#### SUPPLIED DATA
——

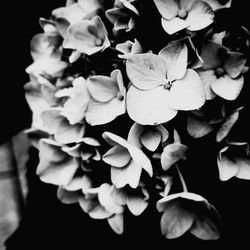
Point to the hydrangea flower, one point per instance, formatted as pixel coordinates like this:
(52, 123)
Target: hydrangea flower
(107, 98)
(126, 160)
(221, 72)
(122, 15)
(185, 14)
(186, 211)
(162, 85)
(234, 160)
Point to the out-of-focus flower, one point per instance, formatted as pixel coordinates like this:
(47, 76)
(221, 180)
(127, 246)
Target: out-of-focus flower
(129, 48)
(162, 85)
(186, 211)
(234, 161)
(122, 15)
(87, 36)
(221, 72)
(126, 160)
(178, 15)
(107, 98)
(75, 108)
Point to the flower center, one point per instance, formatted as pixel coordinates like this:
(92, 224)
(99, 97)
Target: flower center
(219, 72)
(182, 14)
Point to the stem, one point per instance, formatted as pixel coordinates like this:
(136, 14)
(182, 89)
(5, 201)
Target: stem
(183, 183)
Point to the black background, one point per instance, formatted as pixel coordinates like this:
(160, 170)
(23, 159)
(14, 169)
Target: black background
(48, 224)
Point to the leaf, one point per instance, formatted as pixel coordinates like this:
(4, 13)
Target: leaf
(187, 93)
(146, 71)
(171, 154)
(136, 204)
(151, 139)
(149, 107)
(227, 125)
(228, 88)
(116, 222)
(197, 127)
(175, 221)
(117, 156)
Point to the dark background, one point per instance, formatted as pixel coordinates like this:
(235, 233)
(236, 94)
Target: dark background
(48, 224)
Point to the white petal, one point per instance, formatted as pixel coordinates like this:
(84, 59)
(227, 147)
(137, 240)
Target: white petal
(188, 93)
(174, 25)
(149, 107)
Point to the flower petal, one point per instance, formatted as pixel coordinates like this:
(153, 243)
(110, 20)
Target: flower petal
(149, 107)
(151, 139)
(228, 88)
(175, 56)
(116, 222)
(129, 174)
(208, 77)
(227, 125)
(167, 8)
(136, 204)
(227, 168)
(188, 93)
(146, 71)
(234, 64)
(176, 220)
(171, 154)
(102, 88)
(200, 16)
(101, 113)
(117, 156)
(174, 25)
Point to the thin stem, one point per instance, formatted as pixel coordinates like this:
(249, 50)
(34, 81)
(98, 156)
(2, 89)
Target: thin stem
(183, 183)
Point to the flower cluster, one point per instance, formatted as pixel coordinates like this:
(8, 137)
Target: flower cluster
(117, 105)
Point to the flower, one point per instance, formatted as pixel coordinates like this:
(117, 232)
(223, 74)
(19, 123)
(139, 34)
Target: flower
(126, 160)
(221, 72)
(162, 85)
(186, 211)
(108, 98)
(191, 15)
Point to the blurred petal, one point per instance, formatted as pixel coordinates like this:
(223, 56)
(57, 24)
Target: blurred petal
(117, 156)
(200, 16)
(102, 88)
(167, 8)
(136, 204)
(208, 77)
(149, 107)
(188, 93)
(146, 71)
(227, 125)
(234, 64)
(227, 168)
(105, 199)
(151, 139)
(116, 223)
(175, 56)
(129, 174)
(174, 25)
(102, 113)
(171, 154)
(197, 127)
(176, 220)
(228, 88)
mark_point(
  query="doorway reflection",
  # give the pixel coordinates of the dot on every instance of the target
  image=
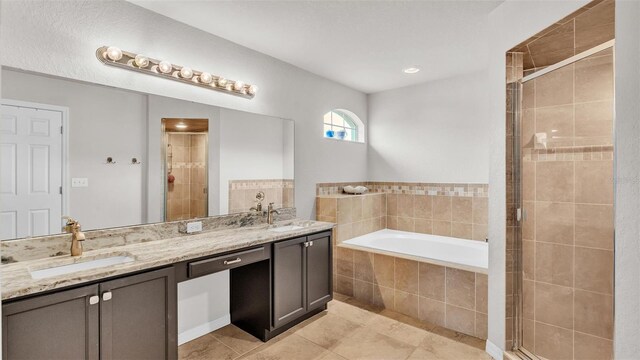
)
(186, 144)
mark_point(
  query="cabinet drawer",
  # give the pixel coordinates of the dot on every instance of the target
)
(228, 261)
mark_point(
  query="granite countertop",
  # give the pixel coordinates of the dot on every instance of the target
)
(17, 280)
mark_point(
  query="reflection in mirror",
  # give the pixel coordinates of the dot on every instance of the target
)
(185, 144)
(57, 134)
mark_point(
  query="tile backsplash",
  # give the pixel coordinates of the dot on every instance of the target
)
(242, 193)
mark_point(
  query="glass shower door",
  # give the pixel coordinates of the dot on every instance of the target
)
(565, 237)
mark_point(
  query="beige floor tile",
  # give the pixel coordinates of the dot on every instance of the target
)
(368, 344)
(290, 347)
(238, 340)
(406, 333)
(350, 312)
(351, 330)
(332, 356)
(443, 348)
(328, 330)
(206, 347)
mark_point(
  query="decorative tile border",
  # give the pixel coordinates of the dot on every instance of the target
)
(261, 184)
(578, 153)
(443, 189)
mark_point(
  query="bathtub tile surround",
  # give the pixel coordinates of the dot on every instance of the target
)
(457, 210)
(413, 288)
(242, 193)
(58, 245)
(444, 296)
(407, 188)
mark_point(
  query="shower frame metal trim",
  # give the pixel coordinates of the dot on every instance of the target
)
(516, 108)
(569, 61)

——

#### TASK TO COMPLETE
Without the pictures, restate all of the entries word for word.

#### ANSWER BOX
Point to the hydrangea flower, one point per instance, formatted as pixel coordinates like this:
(52, 123)
Target: hydrangea flower
(107, 98)
(126, 160)
(221, 72)
(122, 15)
(185, 14)
(186, 211)
(162, 85)
(234, 160)
Point to the out-of-focus flower, one point per instance, formatted as pixel coordinates like this:
(47, 76)
(221, 180)
(127, 246)
Target: out-of-focus flower
(129, 48)
(162, 85)
(186, 211)
(234, 161)
(122, 15)
(87, 36)
(221, 72)
(126, 160)
(178, 15)
(107, 98)
(75, 108)
Point to the flower center, one point per instance, formatted as pixel coordinates like this:
(92, 224)
(99, 97)
Target: flower center
(219, 72)
(182, 14)
Point to the stem, one point per instance, formatted as pixel coordinates like this:
(136, 14)
(182, 89)
(5, 201)
Target: stem
(183, 183)
Point to the black background, one point per instance, formatted as pixel coordinates like this:
(160, 170)
(23, 159)
(14, 169)
Target: black background
(48, 224)
Point to the leaf, one point per instance, formatted as pixel coordinates like this:
(4, 13)
Target: leaf
(187, 93)
(146, 71)
(171, 154)
(136, 204)
(151, 139)
(149, 107)
(227, 125)
(228, 88)
(116, 222)
(197, 127)
(175, 221)
(117, 156)
Point to the dark background, one point per instance, formatted as pixel coordinates like this:
(235, 233)
(236, 94)
Target: dark background
(48, 224)
Point to the white petal, one point per instance, formatted as pixel coordinates like this:
(84, 59)
(227, 147)
(137, 240)
Target: white petal
(188, 93)
(174, 25)
(149, 107)
Point to the flower petal, one point per instance, formatted as pixel coordinates like this:
(153, 243)
(110, 20)
Target: flower petal
(149, 107)
(151, 139)
(228, 88)
(175, 56)
(116, 222)
(129, 174)
(208, 77)
(227, 125)
(167, 8)
(136, 204)
(227, 168)
(188, 93)
(146, 71)
(234, 64)
(176, 220)
(171, 154)
(102, 88)
(200, 16)
(101, 113)
(117, 156)
(174, 25)
Point to the thin stem, one point per instance, formatted as pixel coordinates like this:
(249, 50)
(34, 81)
(98, 156)
(2, 89)
Target: thin stem
(183, 183)
Point to the flower cluster, one point per instance, formatted as pixel coordinates like this:
(8, 137)
Target: flower cluster
(117, 105)
Point to the flower, one point per instance, formatted as pixel coordinates like this:
(117, 232)
(223, 74)
(19, 123)
(139, 34)
Target: flower
(126, 160)
(221, 72)
(162, 85)
(186, 211)
(108, 98)
(191, 15)
Point to the blurred petal, one point per instance, formatted as pixel coordinates like this:
(223, 56)
(57, 24)
Target: blurred petal
(117, 156)
(200, 16)
(102, 88)
(167, 8)
(136, 204)
(208, 77)
(149, 107)
(188, 93)
(146, 71)
(227, 125)
(234, 64)
(227, 168)
(105, 199)
(151, 139)
(116, 223)
(175, 56)
(129, 174)
(174, 25)
(102, 113)
(171, 154)
(197, 127)
(176, 220)
(228, 88)
mark_point(
  query="doorway reflection",
  # give the pixel coordinates of the dot on every instance of the target
  image=
)
(186, 144)
mark_point(
  query="cabinet drawer",
  # give the pixel coordinates of the dot on every instance of the target
)
(228, 261)
mark_point(
  query="granite countertop",
  # give the pixel coordinates of the dot on every instance of the target
)
(17, 280)
mark_point(
  query="reflection in mirror",
  # give the pixel coordinates of the dot on every instance of the target
)
(185, 144)
(57, 134)
mark_point(
  query="tile backsplash",
  # give the pixel coordinates of the dot on every instance of the target
)
(242, 193)
mark_point(
  query="glass shower door",
  # give the pixel coordinates of the dot on every instance of the target
)
(565, 237)
mark_point(
  query="beige floor tile",
  # give the pixel coordinates of the dot on every instance of the target
)
(368, 344)
(290, 347)
(238, 340)
(406, 333)
(350, 312)
(351, 330)
(332, 356)
(443, 348)
(328, 330)
(206, 347)
mark_point(
  query="decorative tile border",
  # give the pixel coordinates of the dot on every instance of the target
)
(261, 184)
(578, 153)
(443, 189)
mark_point(
  query="bathtub tile surround",
  # give the pixel coordinates of the dot on every instance of the target
)
(457, 210)
(413, 288)
(242, 193)
(58, 245)
(444, 296)
(407, 188)
mark_point(
  query="shower frame metal trim",
  # give the pixel coordinates of the dot on every instance of the target
)
(516, 108)
(569, 61)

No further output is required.